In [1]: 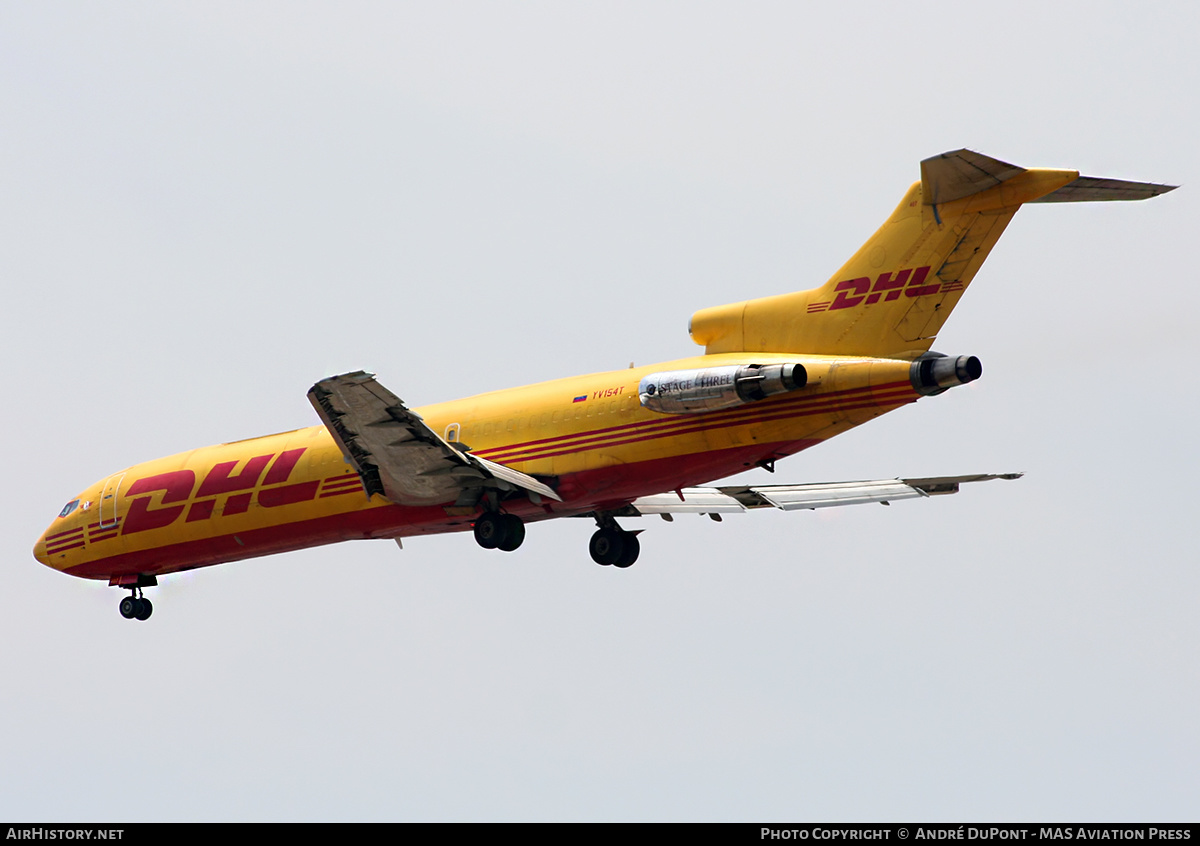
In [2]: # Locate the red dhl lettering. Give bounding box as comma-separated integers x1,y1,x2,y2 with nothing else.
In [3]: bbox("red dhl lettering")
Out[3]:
121,446,320,535
825,266,945,313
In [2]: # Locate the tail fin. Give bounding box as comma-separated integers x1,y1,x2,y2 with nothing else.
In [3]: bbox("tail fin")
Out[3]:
689,150,1176,358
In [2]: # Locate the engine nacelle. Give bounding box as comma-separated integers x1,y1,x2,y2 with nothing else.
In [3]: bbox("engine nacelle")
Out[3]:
908,353,983,396
637,362,809,414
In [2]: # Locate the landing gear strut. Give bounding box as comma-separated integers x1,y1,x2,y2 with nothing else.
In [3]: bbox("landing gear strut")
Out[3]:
475,511,524,552
588,517,642,568
108,572,158,620
121,588,154,620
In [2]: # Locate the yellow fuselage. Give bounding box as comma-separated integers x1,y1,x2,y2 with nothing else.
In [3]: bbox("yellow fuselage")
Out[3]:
34,353,919,580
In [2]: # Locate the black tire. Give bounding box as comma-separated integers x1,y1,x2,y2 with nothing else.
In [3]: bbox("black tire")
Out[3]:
496,514,524,552
612,532,642,569
475,512,504,550
588,529,625,566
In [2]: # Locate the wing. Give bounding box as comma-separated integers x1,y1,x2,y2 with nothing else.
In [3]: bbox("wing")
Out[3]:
308,371,562,505
622,473,1024,520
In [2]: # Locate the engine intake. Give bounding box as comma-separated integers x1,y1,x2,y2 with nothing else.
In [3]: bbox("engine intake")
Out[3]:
637,362,809,414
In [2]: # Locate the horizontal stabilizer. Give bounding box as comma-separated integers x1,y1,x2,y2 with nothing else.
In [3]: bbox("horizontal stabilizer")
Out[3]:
1031,176,1180,203
920,150,1025,205
628,473,1022,516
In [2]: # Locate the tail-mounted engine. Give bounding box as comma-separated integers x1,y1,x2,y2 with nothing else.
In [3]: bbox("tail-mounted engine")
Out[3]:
908,353,983,396
637,364,809,414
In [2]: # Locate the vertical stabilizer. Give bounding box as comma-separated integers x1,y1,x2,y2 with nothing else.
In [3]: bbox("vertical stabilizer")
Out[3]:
690,150,1174,358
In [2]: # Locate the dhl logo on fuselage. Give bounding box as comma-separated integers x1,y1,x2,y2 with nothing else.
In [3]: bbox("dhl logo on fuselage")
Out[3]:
121,446,320,535
808,266,965,314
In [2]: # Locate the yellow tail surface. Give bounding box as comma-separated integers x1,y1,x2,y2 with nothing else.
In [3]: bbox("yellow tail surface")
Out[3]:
690,150,1175,358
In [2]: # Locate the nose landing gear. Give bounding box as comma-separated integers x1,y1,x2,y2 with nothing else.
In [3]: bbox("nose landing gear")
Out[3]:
108,572,158,620
120,588,154,620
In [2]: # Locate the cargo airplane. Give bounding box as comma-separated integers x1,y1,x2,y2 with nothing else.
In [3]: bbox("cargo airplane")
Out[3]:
34,150,1174,620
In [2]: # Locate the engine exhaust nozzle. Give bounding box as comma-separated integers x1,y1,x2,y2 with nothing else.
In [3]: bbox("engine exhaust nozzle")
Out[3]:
908,353,983,396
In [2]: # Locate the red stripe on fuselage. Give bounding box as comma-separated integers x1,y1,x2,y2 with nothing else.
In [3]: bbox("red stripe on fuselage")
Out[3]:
487,390,918,463
66,439,820,578
473,380,919,461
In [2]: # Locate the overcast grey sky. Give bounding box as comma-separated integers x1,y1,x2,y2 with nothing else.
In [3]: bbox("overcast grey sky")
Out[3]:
0,1,1200,821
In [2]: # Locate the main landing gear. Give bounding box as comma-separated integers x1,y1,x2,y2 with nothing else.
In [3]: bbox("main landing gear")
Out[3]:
121,588,154,620
468,511,642,566
475,511,524,552
588,516,642,568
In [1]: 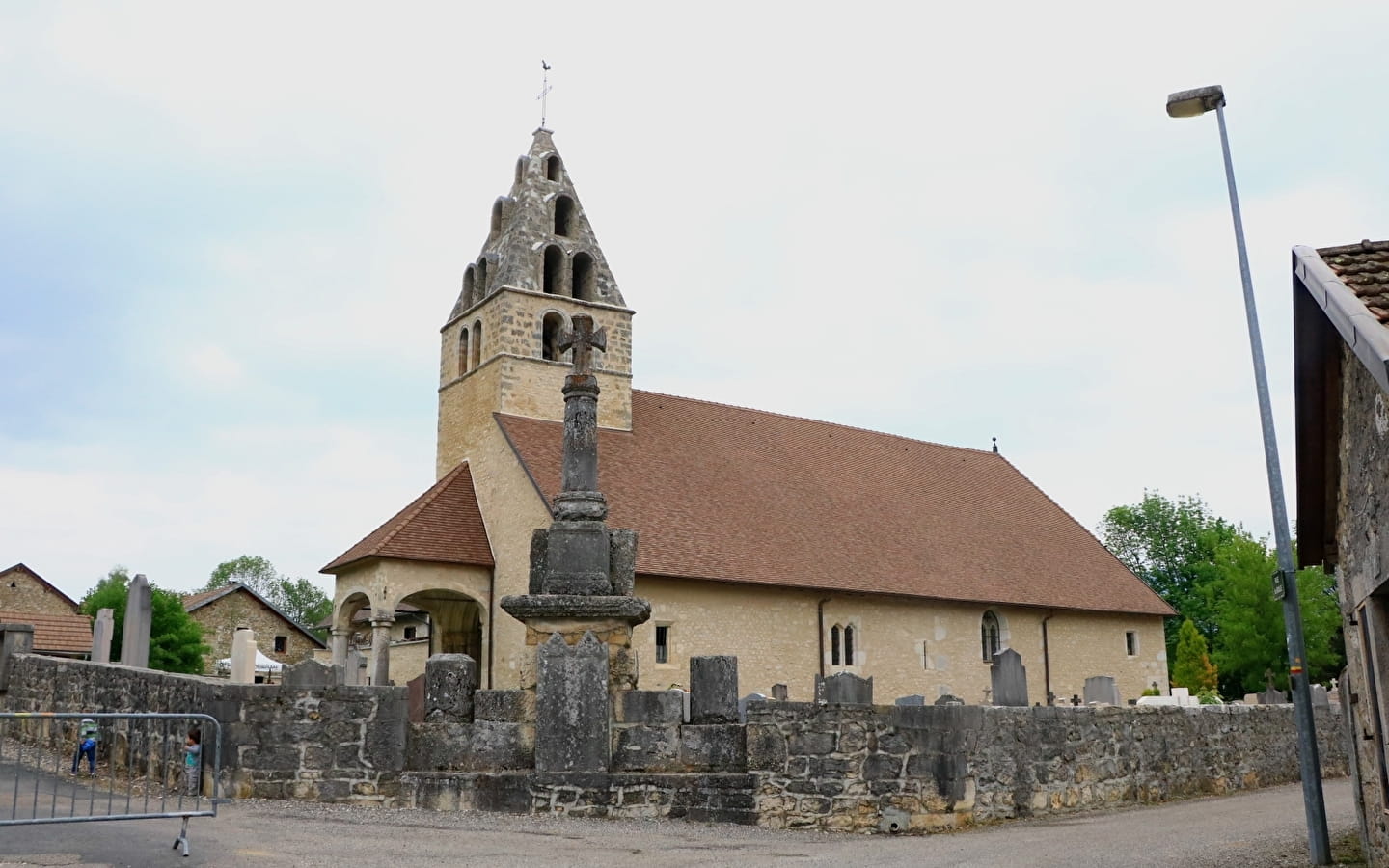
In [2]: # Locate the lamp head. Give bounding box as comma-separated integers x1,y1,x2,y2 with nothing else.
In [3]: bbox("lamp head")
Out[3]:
1167,85,1225,118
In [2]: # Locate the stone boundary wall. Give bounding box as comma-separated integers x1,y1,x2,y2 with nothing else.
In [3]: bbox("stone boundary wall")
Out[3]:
0,654,407,802
748,703,1348,832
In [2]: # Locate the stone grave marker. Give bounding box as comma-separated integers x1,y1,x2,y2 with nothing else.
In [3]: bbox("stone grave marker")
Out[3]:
121,572,152,669
989,648,1028,706
425,654,477,723
825,672,872,706
1085,675,1124,706
92,609,116,663
738,693,767,723
229,615,256,685
691,654,739,723
534,632,608,773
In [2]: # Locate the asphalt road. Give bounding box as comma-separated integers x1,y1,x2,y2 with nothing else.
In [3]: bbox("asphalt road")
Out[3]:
0,779,1354,868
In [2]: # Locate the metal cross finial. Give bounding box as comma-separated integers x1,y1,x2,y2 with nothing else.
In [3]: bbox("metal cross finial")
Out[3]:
534,60,550,129
558,313,607,376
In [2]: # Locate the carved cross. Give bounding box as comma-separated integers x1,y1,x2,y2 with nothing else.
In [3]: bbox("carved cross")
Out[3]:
558,313,607,376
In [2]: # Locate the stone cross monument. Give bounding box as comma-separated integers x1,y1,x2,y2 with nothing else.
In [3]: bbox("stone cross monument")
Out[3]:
502,313,651,771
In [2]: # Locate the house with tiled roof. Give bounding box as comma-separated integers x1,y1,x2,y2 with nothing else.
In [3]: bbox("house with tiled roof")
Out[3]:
324,129,1172,703
1294,240,1389,865
183,582,328,673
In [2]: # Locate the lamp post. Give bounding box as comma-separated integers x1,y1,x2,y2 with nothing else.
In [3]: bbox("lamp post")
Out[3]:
1167,85,1331,865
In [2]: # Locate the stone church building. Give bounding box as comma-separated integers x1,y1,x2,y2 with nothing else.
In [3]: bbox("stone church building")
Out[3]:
324,129,1174,703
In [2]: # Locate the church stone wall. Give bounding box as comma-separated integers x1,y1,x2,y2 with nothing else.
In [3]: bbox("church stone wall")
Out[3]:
632,575,1167,704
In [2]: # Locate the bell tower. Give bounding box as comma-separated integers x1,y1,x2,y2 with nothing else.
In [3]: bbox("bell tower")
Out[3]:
436,127,632,476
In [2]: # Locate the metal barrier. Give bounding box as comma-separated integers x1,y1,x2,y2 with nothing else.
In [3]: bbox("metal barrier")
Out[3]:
0,713,228,855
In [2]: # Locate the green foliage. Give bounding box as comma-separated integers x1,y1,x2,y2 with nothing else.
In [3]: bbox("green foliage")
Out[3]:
203,555,334,638
79,567,211,673
1172,618,1216,693
1100,492,1247,660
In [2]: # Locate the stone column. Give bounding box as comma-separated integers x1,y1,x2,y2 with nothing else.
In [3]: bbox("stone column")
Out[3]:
92,609,116,663
370,618,395,688
121,572,152,669
329,628,351,666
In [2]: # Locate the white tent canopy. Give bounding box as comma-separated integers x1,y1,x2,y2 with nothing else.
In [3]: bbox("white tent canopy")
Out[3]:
217,648,285,672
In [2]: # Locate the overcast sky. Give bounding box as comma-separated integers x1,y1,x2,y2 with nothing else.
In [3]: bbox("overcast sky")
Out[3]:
0,0,1389,596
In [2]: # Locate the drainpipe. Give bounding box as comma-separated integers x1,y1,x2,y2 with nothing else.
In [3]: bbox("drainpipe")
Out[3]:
815,597,830,678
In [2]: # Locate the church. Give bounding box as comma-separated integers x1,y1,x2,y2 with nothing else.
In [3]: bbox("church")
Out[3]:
322,127,1174,704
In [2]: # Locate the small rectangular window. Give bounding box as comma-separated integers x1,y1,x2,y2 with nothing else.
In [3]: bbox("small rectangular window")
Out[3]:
656,624,671,663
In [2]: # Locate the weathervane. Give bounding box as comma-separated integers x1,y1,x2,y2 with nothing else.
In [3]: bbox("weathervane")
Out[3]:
534,60,550,129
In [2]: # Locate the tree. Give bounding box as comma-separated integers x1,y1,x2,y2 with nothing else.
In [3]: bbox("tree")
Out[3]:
79,567,211,675
203,555,334,638
1172,619,1216,693
1100,492,1249,660
1214,539,1345,695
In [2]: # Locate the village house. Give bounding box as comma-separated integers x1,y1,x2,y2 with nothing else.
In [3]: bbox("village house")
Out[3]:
1294,240,1389,865
0,564,92,659
324,129,1174,703
183,582,326,673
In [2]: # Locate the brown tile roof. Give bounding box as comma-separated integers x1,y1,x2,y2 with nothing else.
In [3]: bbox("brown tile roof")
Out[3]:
319,463,493,572
0,564,78,612
498,392,1174,615
0,611,92,653
1317,239,1389,325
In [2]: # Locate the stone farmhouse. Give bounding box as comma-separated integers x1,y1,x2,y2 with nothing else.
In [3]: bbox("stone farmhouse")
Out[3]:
183,582,326,673
0,564,92,657
324,129,1174,704
1294,242,1389,865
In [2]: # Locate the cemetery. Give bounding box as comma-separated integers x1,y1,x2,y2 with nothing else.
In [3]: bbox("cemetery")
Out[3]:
0,315,1348,833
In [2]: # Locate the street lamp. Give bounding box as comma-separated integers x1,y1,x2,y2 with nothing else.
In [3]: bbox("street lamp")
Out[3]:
1167,85,1331,865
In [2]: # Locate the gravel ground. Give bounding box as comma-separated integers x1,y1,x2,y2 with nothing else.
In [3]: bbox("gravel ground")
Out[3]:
0,780,1354,868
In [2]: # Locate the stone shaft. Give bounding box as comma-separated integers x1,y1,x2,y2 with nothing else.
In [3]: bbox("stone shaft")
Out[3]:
121,572,152,669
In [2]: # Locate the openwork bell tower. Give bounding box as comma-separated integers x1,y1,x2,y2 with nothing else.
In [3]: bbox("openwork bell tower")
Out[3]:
436,127,632,476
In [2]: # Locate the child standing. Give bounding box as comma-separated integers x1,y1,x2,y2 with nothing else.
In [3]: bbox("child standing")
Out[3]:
183,726,203,796
72,717,97,777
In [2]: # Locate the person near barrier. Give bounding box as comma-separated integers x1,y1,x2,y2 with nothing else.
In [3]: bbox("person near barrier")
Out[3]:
72,717,97,777
183,726,203,796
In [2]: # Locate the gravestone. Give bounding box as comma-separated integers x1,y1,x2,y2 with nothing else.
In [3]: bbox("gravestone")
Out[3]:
281,659,341,691
989,648,1028,706
534,632,608,773
229,625,256,685
738,693,767,723
92,609,116,663
1085,675,1124,706
825,672,872,706
121,572,152,669
691,654,739,723
425,654,477,723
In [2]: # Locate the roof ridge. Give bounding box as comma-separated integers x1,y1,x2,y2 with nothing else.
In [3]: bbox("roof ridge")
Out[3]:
622,389,997,455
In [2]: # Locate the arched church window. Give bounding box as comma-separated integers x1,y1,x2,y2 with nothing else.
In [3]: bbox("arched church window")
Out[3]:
569,253,594,301
540,244,564,296
540,312,564,361
555,196,574,237
979,612,998,660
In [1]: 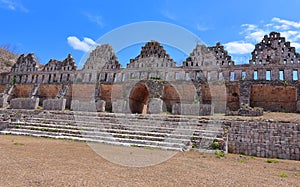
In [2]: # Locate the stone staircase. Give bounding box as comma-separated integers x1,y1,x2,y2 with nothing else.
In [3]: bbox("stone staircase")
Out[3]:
0,111,224,151
29,84,40,99
55,82,70,99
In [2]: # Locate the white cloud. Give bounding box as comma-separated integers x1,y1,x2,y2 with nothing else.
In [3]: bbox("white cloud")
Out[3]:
67,36,96,52
291,42,300,50
271,17,300,30
245,30,268,42
242,24,257,31
85,13,104,27
0,0,29,13
224,41,254,54
161,10,176,20
196,23,209,31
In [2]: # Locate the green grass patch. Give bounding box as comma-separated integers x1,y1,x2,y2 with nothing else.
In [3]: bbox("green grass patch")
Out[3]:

__Goal of the exercise__
Copy the rows from the start through the line containing "622,473,1024,520", swapping "Locate" for "Find" and changing nothing else. Leave the pictures out.

__Output of the exercise__
In [1]: 
In [2]: # Find the red dhl lettering. Give bounding box as comma-separated integers x1,y1,x2,y2 with nothing else.
In [3]: bbox("red dhl lettering")
Out[3]:
121,446,320,535
825,266,945,313
In [2]: # Find the tail fin. Give bounding box as comma-separated integers x1,y1,x2,y2 with nothing else.
In [3]: bbox("tail fin")
Out[3]:
689,150,1176,358
In [2]: # Find the engine nacelle. Give bounding box as comma-separated integers x1,y1,x2,y2 with nothing else.
In [3]: bbox("engine nacelle")
Out[3]:
908,353,983,396
637,362,809,414
In [2]: # Find the landing gear strut. Give bounding box as comma-separated integers x1,y1,x2,y2 with nothing else.
In [3]: bbox("landing gear strut")
Out[3]:
475,511,524,552
588,517,642,568
108,572,158,620
121,588,154,620
In [2]: # Find the yellow fuselage. Give bounding box as comma-separated integers x1,y1,x2,y2 with nothing else.
In [3]: bbox("yellow fuselage")
Out[3]:
34,353,919,580
In [2]: # Find the black tire. Give bounding box as comma-separated integers x1,y1,x2,y2 with nothing else.
In [3]: bbox("black tire")
Out[3]:
496,514,524,552
612,532,642,569
475,512,504,550
588,529,625,566
In [2]: # Find the wing. Give bounding box as comma-separated integers x1,y1,x2,y2 with nothing else.
In [3]: bbox("wing")
Out[3]:
308,371,562,505
622,473,1024,520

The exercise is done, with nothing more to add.